• _What to produce_: Put every line of the material below into a numbered list, leaving out any blank lines.

• _Given data_:
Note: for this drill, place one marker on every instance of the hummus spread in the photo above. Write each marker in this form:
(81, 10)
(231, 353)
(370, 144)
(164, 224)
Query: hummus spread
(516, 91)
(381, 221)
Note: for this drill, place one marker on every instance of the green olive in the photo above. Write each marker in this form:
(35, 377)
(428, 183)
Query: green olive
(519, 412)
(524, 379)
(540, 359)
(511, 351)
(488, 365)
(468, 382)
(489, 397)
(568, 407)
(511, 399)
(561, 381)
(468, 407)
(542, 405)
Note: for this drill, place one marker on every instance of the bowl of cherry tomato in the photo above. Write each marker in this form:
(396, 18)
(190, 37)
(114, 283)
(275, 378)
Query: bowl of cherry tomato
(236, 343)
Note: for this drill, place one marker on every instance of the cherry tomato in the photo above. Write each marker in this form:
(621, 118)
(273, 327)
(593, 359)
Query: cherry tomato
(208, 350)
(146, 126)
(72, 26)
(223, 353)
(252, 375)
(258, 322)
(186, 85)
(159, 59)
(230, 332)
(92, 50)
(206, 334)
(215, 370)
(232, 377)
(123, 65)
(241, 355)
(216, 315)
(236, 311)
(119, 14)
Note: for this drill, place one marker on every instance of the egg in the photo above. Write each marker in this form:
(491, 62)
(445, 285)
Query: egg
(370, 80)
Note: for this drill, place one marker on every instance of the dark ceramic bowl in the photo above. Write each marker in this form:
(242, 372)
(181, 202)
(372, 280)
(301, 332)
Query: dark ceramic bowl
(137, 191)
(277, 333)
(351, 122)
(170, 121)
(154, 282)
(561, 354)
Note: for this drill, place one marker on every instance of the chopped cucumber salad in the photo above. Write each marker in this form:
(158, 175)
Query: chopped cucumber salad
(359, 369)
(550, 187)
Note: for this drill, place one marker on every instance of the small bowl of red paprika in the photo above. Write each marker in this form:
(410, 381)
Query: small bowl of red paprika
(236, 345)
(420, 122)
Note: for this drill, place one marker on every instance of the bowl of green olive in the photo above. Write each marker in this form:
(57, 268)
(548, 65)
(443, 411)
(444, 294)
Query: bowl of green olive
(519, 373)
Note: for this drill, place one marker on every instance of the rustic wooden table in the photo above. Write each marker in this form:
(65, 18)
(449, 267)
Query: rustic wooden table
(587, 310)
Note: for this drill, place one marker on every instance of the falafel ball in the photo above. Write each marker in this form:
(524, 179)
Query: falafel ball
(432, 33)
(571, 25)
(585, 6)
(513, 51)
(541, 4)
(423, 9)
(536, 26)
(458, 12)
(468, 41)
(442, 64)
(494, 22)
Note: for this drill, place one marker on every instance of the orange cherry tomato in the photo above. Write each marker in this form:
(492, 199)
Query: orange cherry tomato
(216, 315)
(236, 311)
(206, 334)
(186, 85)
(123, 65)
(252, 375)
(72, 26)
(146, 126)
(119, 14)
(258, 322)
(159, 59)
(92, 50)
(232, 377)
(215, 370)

• _Finished task_:
1. Note: for this drill, place one marker on every instance of the hummus spread in the photo above. Write each marker in this form:
2. (81, 10)
3. (231, 353)
4. (370, 144)
5. (164, 224)
6. Query: hummus spread
7. (516, 91)
8. (381, 221)
9. Note: for this drill, place one marker on every instance of the green olive in the photo above. Write each marker in this form:
10. (35, 377)
11. (428, 183)
12. Query: green olive
13. (519, 412)
14. (524, 379)
15. (540, 359)
16. (511, 351)
17. (488, 365)
18. (468, 382)
19. (489, 397)
20. (568, 407)
21. (511, 399)
22. (561, 381)
23. (468, 407)
24. (542, 405)
25. Note: for this drill, place one marker on every instance of the bowl of cherry tomato in the photo above. Write each marker in this form:
26. (396, 18)
27. (190, 37)
28. (114, 283)
29. (275, 378)
30. Query: bowl of cherry tomato
31. (236, 343)
32. Note: for this drill, place one marker on every instance of the cherry tomato in the photo above. Write each marker in this form:
33. (621, 118)
34. (273, 327)
35. (593, 359)
36. Query: cherry tomato
37. (208, 350)
38. (146, 126)
39. (72, 26)
40. (223, 353)
41. (252, 375)
42. (258, 322)
43. (186, 85)
44. (159, 59)
45. (230, 332)
46. (92, 50)
47. (206, 334)
48. (215, 370)
49. (232, 377)
50. (123, 65)
51. (241, 355)
52. (216, 315)
53. (236, 311)
54. (119, 14)
55. Note: for this drill, place one marker on every instance of the egg in the photo above. Write each marker in this form:
56. (491, 62)
57. (445, 285)
58. Query: egg
59. (370, 80)
60. Note: for this drill, place one marker on every instance of the dark ceramic bowl in the photo above. Write each marker in this form:
61. (242, 372)
62. (181, 202)
63. (372, 280)
64. (301, 332)
65. Query: dark ceramic bowl
66. (137, 191)
67. (277, 333)
68. (351, 122)
69. (170, 121)
70. (154, 282)
71. (561, 354)
72. Note: for this drill, place one marker on every instance of the chopped cucumber salad in the photo above. Write each marker in this form:
73. (158, 175)
74. Query: chopped cucumber salad
75. (359, 369)
76. (550, 187)
77. Note: for this drill, place one marker on every instance of the small bowl of red paprika in the photo above. Write each marker in this form:
78. (410, 381)
79. Query: small bowl of red paprika
80. (236, 345)
81. (420, 122)
82. Note: for this drill, place one marker on every instance of the bowl of green olive in the photo above. Write each marker in this form:
83. (57, 268)
84. (548, 65)
85. (443, 411)
86. (444, 294)
87. Query: bowl of green olive
88. (519, 373)
89. Note: for this drill, place one marker on every instance of the rustic wooden table in the photo above. Write each marker in this form:
90. (65, 18)
91. (449, 267)
92. Query: rustic wooden table
93. (587, 310)
94. Note: for this drill, place one marker on every instance of the falafel ball in the photo above. Write each marker in this form:
95. (524, 179)
96. Query: falafel ball
97. (432, 33)
98. (571, 25)
99. (585, 6)
100. (513, 51)
101. (541, 4)
102. (423, 9)
103. (536, 26)
104. (458, 12)
105. (468, 41)
106. (442, 64)
107. (494, 22)
108. Note: for this drill, place one marker on every instance of the orange cherry tomato in the photo above. Write each marker in this form:
109. (492, 199)
110. Query: orange cherry tomato
111. (216, 315)
112. (236, 311)
113. (206, 334)
114. (186, 85)
115. (123, 65)
116. (252, 375)
117. (72, 26)
118. (146, 126)
119. (119, 14)
120. (258, 322)
121. (159, 59)
122. (92, 50)
123. (232, 377)
124. (215, 370)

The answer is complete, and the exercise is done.